Task objective> Rewrite the lines below, swapping "innermost point" for "central point" everywhere and changing nothing else. Don't include the pictures.

============

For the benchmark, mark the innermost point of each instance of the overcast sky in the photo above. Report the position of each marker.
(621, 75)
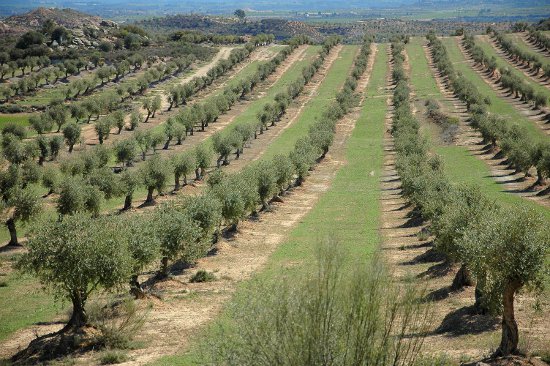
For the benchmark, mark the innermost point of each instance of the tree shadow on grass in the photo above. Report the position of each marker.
(55, 346)
(466, 320)
(437, 270)
(429, 256)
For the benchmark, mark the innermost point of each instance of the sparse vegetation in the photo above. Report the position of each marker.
(155, 172)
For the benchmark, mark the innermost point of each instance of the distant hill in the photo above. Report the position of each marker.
(281, 28)
(69, 18)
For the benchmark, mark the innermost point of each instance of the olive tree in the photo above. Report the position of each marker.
(203, 157)
(178, 234)
(74, 257)
(119, 120)
(71, 133)
(129, 180)
(103, 129)
(507, 250)
(266, 182)
(22, 205)
(183, 166)
(154, 174)
(125, 152)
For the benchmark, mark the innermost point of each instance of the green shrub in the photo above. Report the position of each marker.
(117, 323)
(351, 317)
(203, 276)
(112, 357)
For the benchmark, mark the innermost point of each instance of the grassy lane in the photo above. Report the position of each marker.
(460, 164)
(425, 86)
(335, 78)
(489, 49)
(249, 114)
(21, 119)
(352, 201)
(141, 192)
(23, 303)
(498, 105)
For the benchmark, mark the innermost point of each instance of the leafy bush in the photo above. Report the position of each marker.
(202, 276)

============

The completed task>
For the benchmark, mark the central point of each instance of the overcast sky in the photo above. Report the position of each marker.
(621, 75)
For the benchmark, mark the central point of each instance of the tree shadow on grass in the photo above. Report the position of each marker.
(55, 346)
(466, 320)
(437, 270)
(429, 256)
For the benchmark, mark the central point of each instance of the sparse vegetation in the photo above. Report the position of each marker.
(155, 172)
For the benchmark, mark the central point of each instance of the distant hill in the photo above. Report the position of each marker.
(281, 28)
(69, 18)
For the benchmark, mark the central point of each instance of the olive tree in the photo above. Report the position of each marker.
(203, 157)
(178, 234)
(74, 257)
(119, 120)
(71, 133)
(129, 180)
(103, 129)
(507, 250)
(266, 182)
(22, 205)
(183, 166)
(154, 174)
(125, 152)
For the benchmark, mark the central point of each instance of the green shrub in the photo above. Report the position of each marker.
(117, 323)
(351, 317)
(203, 276)
(112, 357)
For the benchmark, mark the central point of each instance of the grassy lane in the photo above. Report the position of each marker.
(460, 164)
(425, 86)
(335, 78)
(489, 49)
(249, 114)
(21, 119)
(352, 201)
(141, 192)
(23, 303)
(498, 105)
For the benchmark, mark the central point of each instance of the leafy bush in the photo above. Report the position of each marker.
(202, 276)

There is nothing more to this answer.